■ AUFGABE 1:
Welche Wörter im Text über die solaren Magnetfelder beginnen mit „Sonnen“? Nenne sie alle in der Reihenfolge ihres Auftretens.

Missing Link der Sonnenphysik: Die komplexen Strukturen der solaren Magnetfelder könnten woanders entstehen als gedacht – nahe der Sonnenoberfläche statt tief in ihrem Inneren, wie Astrophysiker ermittelt haben. Demnach wirken die oberflächennahen Plasmaströmungen wie ein zweiter Magnetdynamo, der das solare Magnetfeld verstärkt und modifiziert. Dieser Mechanismus kann Phänomene wie den Sonnenfleckenzyklus und die äquatornahen Magnetfelder besser erklären als die bisherigen Modelle, so das Team in „Nature“.
Der jüngste Sonnensturm hat eindrucksvoll demonstriert, wie aktiv unser Stern sein kann. Doch wo und wie die Magnetfelder und Aktivitätszyklen der Sonne entstehen, ist bisher unklar – die solaren Strömungen und Felder sind einfach zu komplex. „Wir wissen, dass der solare Dynamo wie eine große Uhr mit vielen komplexen, interagierenden Teilen funktioniert“, erklärt Erstautor Geoffrey Vasil von der University of Edinburgh. „Aber wir kennen noch nicht alle Teile und wissen nicht, wie sie zusammengehören.“
Dynamo in der Tiefe?

■ QUELLDATENSÄTZE:
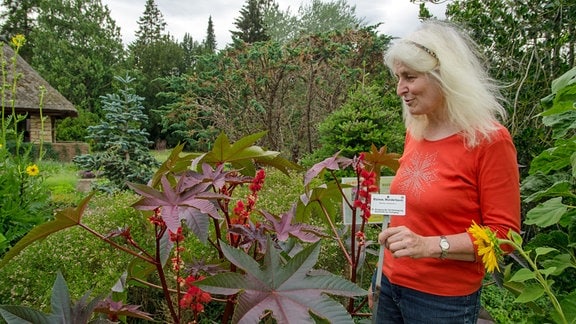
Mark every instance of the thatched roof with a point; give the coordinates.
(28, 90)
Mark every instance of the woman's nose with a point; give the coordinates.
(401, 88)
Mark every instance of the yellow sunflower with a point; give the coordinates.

==

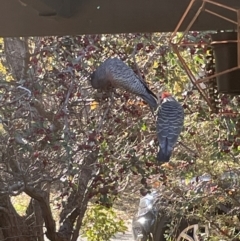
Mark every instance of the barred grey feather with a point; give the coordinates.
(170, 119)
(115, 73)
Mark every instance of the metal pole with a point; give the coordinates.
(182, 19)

■ AUFGABE 2:
In welchen Zeilen der Datensätze steht die Zeichenfolge „instance“? Suche sie heraus und schreib jede dieser Zeilen vollständig ab; Groß- und Kleinschreibung zählt.

■ ERGEBNIS 1:
Sonnenphysik, Sonnenoberfläche, Sonnenfleckenzyklus, Sonnensturm

■ ERGEBNIS 2:
Mark every instance of the thatched roof with a point; give the coordinates.
Mark every instance of the woman's nose with a point; give the coordinates.
Mark every instance of the yellow sunflower with a point; give the coordinates.
Mark every instance of the barred grey feather with a point; give the coordinates.
Mark every instance of the metal pole with a point; give the coordinates.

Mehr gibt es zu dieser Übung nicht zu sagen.